# TEXT PASSAGE

Milefortlet 11 was a Milefortlet of the Roman Cumbrian Coast defences. These milefortlets and intervening stone watchtowers extended from the western end of Hadrian's Wall, along the Cumbrian coast and were linked by a wooden palisade. They were contemporary with defensive structures on Hadrian's Wall. Milefortlet 11 has never been accurately located on the ground although other Roman remains have been found in the area.

==Description==
Milefortlet 11 is thought to lie at the north end of the village of Silloth. It has never been located by archaeologists, but its approximate position has calculated from the known positions of other fortlets along the Cumbrian coast. It is thought to lie near the former school (now the Solway Coast Discovery Centre).

Around 200 metres northeast of the site is the buried remains of a 250-metre length of the linear defensive system forming part of the Roman frontier defences. Aerial photographs show the cropmarks of two ditches running parallel to the coast. Limited excavation of the ditches suggest that the ditches were designed to hold a timber palisade fence. A Roman road runs behind the palisade ditches for some distance then turns into a three-sided enclosure which has been interpreted as a possible Roman camp. The interpretation of this enclosure as a Roman camp has however, been dismissed by some archaeologists. Some ancient field boundaries can also be seen on aerial photographs.

Around 500 metres to the east of the site is a Roman enclosed settlement and field system. It was excavated in 1974/5 and 1977, and was found to date to the 3rd century. The site consisted of a sub-rectangular enclosure which was revetted and had a palisade on its bank; it contained a round house, a rectangular structure, and possible stock pens.

== Associated Towers ==
Each milefortlet had two associated towers, similar in construction to the turrets built along Hadrian's Wall. These towers were positioned approximately one-third and two-thirds of a Roman mile to the west of the Milefortlet, and would probably have been manned by part of the nearest Milefortlet's garrison. The towers associated with Milefortlet 11 are known as Tower 11A and Tower 11B. The locations of both towers are uncertain, and their positions have been estimated by measurement to adjoining Roman frontier works. The site of Tower 11A is under buildings in Silloth; the site of Tower 11B is now under Blitterlees Golf Course.

[Point location data]
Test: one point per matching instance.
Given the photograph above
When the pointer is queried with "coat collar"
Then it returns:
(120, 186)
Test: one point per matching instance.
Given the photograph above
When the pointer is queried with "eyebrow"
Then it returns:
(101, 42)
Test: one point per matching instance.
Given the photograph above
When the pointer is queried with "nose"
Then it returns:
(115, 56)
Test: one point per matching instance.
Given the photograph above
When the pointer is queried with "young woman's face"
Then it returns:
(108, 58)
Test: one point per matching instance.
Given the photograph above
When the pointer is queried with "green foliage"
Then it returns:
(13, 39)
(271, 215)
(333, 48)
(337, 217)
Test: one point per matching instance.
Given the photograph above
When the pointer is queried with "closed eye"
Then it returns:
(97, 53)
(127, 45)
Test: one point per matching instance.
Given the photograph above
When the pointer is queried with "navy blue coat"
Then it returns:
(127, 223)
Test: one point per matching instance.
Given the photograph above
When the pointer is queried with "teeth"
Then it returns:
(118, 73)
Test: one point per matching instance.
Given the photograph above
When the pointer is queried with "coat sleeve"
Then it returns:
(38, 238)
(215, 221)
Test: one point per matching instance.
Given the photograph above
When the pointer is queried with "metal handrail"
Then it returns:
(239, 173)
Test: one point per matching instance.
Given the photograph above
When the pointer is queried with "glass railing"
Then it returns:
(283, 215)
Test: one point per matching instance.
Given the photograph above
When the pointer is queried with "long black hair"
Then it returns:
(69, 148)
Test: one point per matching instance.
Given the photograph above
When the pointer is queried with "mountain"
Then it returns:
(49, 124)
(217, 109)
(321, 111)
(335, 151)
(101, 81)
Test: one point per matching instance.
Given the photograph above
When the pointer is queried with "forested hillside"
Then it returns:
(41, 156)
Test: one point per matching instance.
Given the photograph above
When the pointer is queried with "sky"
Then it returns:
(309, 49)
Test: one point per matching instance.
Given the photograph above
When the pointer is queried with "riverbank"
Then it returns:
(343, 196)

# WHAT YOU SHOULD DO
According to the Milefortlet 11 text, what now lies over the site of Tower 11B? This material is separate from the text about Milefortlet 11 and has no connection to it.

# FINISHED TASK
Blitterlees Golf Course.